Directive
List each line of the rows below that contains the word "marking", copying every such line in full.

Data records

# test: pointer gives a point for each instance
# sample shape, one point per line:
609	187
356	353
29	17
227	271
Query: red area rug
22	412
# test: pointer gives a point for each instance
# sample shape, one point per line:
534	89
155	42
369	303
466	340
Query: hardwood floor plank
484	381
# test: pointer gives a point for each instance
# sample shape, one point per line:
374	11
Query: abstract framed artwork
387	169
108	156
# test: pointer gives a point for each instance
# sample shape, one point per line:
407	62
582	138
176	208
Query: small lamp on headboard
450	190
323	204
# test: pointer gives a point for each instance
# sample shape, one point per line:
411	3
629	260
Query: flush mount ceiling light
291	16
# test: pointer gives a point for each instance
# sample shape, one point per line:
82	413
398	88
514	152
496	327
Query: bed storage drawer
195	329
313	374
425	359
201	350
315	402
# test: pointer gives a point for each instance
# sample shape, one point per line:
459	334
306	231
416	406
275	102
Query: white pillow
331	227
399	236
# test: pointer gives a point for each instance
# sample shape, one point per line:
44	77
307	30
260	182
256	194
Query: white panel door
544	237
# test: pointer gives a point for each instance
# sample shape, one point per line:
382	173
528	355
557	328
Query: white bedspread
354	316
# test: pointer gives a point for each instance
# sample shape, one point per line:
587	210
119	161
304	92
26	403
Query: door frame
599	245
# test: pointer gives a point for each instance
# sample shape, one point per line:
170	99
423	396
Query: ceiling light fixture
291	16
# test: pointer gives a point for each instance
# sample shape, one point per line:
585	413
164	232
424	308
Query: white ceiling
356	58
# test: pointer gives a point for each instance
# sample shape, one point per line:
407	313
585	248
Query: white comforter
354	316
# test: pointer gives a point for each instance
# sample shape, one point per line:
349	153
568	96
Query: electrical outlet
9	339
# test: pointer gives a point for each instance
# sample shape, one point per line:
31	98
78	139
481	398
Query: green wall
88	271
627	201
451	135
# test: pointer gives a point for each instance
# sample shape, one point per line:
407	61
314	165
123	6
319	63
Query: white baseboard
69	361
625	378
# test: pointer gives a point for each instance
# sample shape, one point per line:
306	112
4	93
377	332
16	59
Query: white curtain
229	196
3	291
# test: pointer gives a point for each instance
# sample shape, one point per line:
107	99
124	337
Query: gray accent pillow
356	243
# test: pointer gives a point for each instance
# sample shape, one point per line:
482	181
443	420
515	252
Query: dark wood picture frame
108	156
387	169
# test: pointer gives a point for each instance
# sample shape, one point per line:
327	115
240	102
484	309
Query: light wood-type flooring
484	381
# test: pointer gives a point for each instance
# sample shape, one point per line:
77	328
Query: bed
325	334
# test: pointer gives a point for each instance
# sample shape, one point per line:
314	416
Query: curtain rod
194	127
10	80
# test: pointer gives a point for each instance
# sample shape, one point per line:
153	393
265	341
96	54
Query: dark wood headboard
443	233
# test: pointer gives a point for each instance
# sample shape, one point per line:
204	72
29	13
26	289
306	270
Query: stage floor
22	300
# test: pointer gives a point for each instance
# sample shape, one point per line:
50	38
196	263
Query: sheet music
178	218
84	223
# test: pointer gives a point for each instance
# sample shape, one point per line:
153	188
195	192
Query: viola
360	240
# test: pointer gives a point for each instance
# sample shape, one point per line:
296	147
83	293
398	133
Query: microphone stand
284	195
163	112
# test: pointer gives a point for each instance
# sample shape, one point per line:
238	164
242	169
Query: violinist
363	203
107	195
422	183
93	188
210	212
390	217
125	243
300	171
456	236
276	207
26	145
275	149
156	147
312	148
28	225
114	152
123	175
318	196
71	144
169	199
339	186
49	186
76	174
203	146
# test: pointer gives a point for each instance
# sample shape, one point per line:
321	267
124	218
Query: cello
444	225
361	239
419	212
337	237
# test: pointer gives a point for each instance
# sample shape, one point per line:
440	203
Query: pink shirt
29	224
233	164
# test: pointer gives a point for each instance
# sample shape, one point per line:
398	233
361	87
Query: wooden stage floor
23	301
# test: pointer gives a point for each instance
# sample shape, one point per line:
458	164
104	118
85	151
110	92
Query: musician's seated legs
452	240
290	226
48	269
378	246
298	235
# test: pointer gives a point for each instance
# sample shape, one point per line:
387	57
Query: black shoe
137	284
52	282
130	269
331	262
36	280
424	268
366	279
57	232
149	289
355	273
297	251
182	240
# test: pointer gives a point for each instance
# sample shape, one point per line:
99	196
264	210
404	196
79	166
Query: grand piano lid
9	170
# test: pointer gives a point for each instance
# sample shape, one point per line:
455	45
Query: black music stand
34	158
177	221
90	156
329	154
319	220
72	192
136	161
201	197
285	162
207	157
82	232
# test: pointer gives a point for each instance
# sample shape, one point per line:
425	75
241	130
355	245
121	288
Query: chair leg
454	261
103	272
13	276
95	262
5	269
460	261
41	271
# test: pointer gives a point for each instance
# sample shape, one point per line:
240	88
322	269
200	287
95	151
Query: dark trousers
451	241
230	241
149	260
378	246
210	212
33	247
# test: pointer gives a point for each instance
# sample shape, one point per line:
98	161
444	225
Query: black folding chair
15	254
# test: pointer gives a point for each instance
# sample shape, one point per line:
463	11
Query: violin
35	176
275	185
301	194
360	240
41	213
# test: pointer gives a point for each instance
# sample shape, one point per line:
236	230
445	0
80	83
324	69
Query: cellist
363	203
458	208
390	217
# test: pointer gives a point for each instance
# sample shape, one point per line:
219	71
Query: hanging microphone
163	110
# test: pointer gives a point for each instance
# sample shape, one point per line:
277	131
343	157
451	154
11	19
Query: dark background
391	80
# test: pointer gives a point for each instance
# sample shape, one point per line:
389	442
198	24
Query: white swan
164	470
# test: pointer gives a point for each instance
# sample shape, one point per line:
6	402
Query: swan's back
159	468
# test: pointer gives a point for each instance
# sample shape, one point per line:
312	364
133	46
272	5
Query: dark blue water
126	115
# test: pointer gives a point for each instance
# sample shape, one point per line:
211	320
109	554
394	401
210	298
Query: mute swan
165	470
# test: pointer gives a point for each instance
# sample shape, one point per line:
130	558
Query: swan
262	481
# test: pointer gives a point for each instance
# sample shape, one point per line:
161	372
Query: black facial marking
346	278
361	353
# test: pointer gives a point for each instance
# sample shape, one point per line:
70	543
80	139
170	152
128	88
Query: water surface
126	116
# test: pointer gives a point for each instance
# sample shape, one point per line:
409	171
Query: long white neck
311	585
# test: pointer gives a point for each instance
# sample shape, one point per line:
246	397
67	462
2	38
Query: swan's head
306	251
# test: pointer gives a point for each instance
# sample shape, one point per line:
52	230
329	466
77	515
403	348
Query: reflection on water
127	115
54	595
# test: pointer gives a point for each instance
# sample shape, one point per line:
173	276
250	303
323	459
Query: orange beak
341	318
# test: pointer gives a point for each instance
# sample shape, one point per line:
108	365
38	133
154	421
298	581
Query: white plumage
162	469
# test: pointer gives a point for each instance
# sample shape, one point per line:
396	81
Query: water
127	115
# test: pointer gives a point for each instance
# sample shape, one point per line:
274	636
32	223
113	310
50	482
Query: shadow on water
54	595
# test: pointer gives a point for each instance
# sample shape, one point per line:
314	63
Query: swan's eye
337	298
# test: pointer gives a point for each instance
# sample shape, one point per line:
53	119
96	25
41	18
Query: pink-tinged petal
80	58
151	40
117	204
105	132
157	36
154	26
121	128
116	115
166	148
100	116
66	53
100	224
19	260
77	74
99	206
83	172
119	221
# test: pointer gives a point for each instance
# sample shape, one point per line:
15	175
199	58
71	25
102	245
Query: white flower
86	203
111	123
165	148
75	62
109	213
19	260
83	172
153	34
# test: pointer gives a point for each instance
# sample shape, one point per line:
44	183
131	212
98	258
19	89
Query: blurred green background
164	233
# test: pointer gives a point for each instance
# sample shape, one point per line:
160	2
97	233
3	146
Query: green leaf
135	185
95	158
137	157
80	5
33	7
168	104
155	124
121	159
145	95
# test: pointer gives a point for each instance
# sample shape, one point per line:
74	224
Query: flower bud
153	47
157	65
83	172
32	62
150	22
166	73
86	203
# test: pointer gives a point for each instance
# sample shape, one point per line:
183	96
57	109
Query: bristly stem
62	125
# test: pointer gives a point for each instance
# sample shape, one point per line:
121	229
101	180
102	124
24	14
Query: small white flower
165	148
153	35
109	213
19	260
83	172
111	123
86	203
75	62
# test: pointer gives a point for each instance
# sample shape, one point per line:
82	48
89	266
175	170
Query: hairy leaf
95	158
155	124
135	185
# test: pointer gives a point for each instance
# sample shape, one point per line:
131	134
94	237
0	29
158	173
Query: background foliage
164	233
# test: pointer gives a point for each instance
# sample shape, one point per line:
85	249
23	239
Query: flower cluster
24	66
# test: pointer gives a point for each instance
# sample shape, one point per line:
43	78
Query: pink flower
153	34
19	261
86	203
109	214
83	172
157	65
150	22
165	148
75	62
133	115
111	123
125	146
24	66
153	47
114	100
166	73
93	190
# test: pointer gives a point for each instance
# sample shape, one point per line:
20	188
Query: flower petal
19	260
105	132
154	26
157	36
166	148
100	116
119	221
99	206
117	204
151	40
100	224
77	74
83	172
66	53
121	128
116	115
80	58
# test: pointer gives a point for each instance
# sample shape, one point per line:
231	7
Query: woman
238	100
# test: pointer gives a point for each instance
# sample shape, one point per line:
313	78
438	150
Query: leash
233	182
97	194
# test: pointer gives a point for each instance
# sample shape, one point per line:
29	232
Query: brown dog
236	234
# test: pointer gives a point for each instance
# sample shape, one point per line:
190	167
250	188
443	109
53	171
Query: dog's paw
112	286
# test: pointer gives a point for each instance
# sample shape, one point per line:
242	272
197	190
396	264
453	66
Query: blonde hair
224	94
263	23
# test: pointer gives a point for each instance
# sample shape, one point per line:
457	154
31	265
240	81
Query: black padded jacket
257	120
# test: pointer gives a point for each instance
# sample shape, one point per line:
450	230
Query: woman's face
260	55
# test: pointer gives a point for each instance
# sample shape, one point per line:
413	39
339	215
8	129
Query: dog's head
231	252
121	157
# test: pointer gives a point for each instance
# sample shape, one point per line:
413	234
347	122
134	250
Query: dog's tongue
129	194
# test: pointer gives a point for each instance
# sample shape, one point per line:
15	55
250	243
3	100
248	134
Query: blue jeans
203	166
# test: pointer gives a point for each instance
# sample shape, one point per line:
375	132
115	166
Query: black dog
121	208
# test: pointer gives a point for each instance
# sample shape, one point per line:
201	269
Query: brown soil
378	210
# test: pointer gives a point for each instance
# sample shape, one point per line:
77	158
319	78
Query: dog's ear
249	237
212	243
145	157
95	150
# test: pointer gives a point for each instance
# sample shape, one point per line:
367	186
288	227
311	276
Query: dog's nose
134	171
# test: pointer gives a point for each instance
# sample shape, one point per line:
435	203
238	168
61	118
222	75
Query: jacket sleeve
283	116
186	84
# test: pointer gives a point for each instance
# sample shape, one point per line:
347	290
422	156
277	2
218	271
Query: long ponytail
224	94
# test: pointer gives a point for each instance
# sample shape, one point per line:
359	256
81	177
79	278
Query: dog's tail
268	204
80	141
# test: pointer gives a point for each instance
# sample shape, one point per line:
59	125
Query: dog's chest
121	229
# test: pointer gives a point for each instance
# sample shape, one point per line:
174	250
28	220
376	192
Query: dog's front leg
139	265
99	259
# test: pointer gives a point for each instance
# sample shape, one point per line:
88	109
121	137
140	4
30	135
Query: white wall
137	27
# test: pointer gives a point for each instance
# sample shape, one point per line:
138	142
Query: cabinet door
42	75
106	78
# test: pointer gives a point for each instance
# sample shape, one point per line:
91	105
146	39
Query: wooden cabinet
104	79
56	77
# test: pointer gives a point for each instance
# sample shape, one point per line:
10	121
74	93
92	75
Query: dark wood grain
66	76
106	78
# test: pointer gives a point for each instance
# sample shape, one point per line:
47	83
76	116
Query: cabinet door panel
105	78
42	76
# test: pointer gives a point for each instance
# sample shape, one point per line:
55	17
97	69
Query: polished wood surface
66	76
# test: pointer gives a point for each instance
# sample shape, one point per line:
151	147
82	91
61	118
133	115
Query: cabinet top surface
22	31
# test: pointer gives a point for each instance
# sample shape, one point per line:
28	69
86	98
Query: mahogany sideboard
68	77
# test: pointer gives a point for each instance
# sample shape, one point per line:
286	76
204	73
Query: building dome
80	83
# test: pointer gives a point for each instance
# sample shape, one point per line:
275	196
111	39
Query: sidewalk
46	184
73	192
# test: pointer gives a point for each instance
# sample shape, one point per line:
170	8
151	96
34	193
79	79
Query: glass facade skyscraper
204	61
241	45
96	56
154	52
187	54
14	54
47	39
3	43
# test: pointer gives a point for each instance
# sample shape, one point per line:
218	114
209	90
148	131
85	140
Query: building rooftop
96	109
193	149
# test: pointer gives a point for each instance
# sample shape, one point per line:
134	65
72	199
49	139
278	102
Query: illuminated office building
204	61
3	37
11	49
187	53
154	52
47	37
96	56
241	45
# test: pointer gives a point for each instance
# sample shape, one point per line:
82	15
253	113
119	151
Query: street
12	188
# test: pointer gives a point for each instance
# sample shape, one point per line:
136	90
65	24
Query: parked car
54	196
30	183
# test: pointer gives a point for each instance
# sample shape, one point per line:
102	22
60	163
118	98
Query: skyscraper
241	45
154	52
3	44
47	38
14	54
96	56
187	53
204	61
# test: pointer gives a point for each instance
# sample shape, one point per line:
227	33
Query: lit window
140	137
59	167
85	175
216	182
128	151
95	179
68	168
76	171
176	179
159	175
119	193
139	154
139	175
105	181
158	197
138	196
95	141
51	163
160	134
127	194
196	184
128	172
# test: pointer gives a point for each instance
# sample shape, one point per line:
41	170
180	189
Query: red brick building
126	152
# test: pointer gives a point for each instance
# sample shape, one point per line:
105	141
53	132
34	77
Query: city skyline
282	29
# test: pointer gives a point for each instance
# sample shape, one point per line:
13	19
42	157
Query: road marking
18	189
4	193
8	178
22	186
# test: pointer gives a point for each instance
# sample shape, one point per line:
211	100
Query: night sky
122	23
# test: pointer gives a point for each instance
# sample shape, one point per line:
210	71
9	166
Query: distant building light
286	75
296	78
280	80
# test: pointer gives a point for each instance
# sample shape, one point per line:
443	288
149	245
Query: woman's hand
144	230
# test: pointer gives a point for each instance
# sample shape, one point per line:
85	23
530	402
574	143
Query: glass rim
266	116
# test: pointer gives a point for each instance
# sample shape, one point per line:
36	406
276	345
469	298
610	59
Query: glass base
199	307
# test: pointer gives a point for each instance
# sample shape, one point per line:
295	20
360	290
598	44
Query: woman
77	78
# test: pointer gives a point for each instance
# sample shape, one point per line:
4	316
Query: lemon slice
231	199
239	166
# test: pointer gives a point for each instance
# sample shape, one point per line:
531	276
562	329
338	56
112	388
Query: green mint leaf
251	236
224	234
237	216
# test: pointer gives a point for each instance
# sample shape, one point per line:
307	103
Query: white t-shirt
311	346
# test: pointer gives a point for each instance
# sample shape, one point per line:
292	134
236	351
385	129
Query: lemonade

Full response
Query: black facial marking
Query: road marking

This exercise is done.